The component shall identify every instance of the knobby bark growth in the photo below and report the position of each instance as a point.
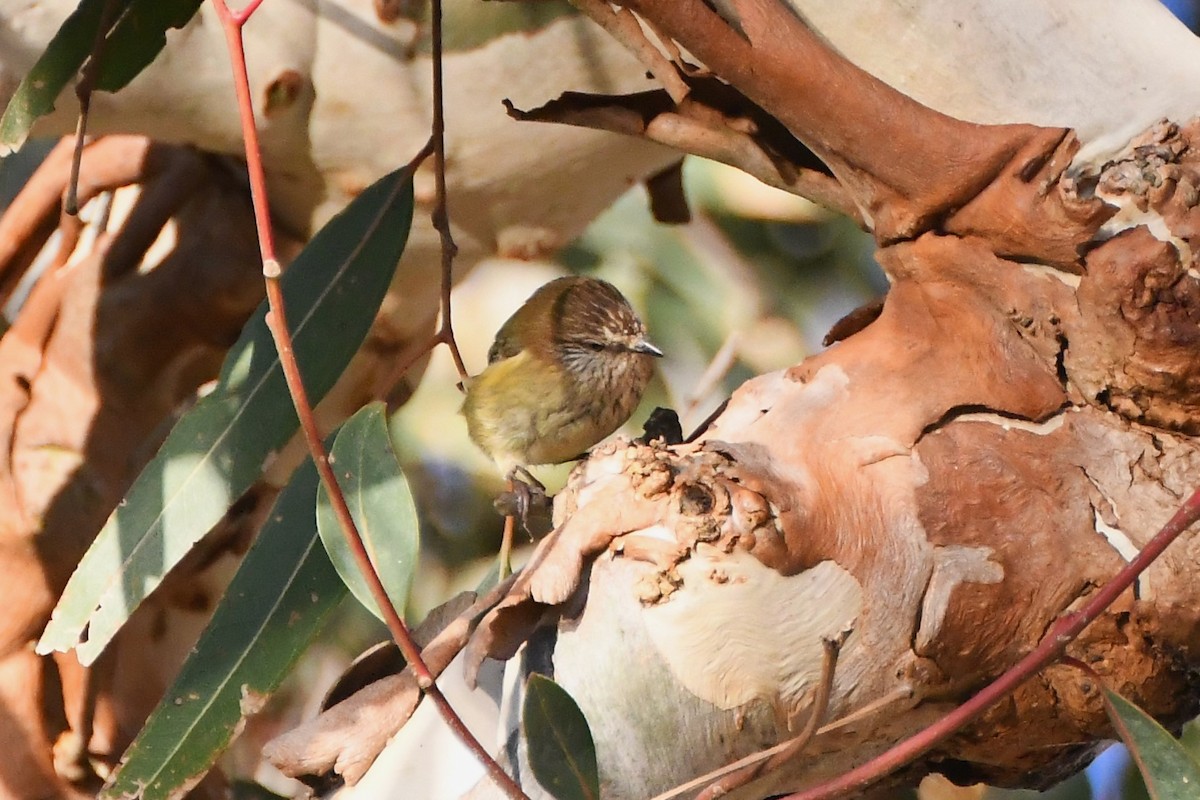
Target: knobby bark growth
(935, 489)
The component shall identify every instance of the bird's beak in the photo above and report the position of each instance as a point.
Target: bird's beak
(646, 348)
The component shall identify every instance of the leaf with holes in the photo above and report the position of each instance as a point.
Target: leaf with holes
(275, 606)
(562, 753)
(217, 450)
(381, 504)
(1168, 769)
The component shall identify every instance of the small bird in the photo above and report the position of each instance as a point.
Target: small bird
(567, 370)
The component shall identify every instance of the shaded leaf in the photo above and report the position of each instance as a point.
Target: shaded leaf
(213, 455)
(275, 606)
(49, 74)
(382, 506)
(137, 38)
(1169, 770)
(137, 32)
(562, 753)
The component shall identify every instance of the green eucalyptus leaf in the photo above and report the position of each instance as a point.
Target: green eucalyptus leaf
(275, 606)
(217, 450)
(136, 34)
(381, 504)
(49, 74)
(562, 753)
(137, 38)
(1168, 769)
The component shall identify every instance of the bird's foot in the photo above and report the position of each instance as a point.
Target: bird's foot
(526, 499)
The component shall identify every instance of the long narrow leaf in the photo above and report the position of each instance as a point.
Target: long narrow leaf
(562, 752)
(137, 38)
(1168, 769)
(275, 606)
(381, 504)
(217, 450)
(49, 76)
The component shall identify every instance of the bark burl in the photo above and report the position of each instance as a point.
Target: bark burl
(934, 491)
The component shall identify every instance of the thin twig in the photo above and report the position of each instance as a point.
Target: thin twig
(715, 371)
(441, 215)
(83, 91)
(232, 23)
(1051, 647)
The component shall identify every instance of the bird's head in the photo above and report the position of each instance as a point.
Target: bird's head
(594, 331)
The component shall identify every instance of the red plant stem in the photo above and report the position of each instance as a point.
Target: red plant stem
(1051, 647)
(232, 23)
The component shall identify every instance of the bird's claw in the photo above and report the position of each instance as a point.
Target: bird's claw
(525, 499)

###

* AIM
Turn the records above into a two-column CSV headed text and answer, with one row per record, and put each record's text and its answer in a single quoted field each, replacing line breaks with spaces. Leave the pictures out.

* EXERCISE RESULT
text,answer
"The component shall identify every instance of the knobby bark growth in the photo below and report the position of each instance as a point. Target: knobby bark growth","(935, 489)"
"The component shall identify every instance of the bird's beak in the photo above and report the position of each instance as a point. Target: bird's beak","(646, 348)"
"The component shall identify every instance of the leaf with holes in the photo above and report the position of each instance as a point. Target: leaf with holes","(275, 606) (562, 753) (217, 450) (381, 504) (1168, 769)"
"The component shall identify every instance of the small bird in the photo above and report the position of each instance as a point. Target: small bird","(567, 370)"
"The component shall identify every instance of the shaded leaf in the photo above and report the position of each instance as a point. Target: shaded leaf","(213, 455) (275, 606) (49, 74) (382, 506) (137, 38) (1169, 770) (137, 32) (562, 753)"
"The component shall identify every instance of the green eucalyptus leaf in the photo above and report the position of each instance as a point. Target: green eucalyptus leaf","(275, 606) (217, 450) (136, 34) (381, 504) (49, 74) (562, 753) (137, 38) (1168, 769)"
"The component shall identify every instance of the bird's foot in the photo above and report the position of each instance as a point. Target: bird's foot","(526, 499)"
"The component shall identify every instance of the long narrow leaf in the photo above and report the position of each instance as a point. Target: long narrow leaf","(562, 752) (137, 38) (1168, 769) (275, 606) (381, 504) (217, 450) (49, 76)"
"The component shall identify every instance of the bark burl in the photo above and report the position of each instance as a point. Target: bark burl","(934, 491)"
"The component shall identify every instance of the thin twig in the photo above and report the position of each instance as a point. Target: thin twig","(715, 371) (441, 215) (83, 91) (232, 23) (1051, 647)"
"The component shall identify every instance of the bird's head in the photo above and report the position of each instance as a point. Target: bird's head","(594, 331)"
"The component shall identify every instance of the red plant stem in the photo above and report the position of each instance as a point. Target: red plant stem","(1051, 647) (232, 23)"
"The component shall identify every instance of the bird's claw in the photo above and report the position of each instance as a point. Target: bird's claw","(525, 499)"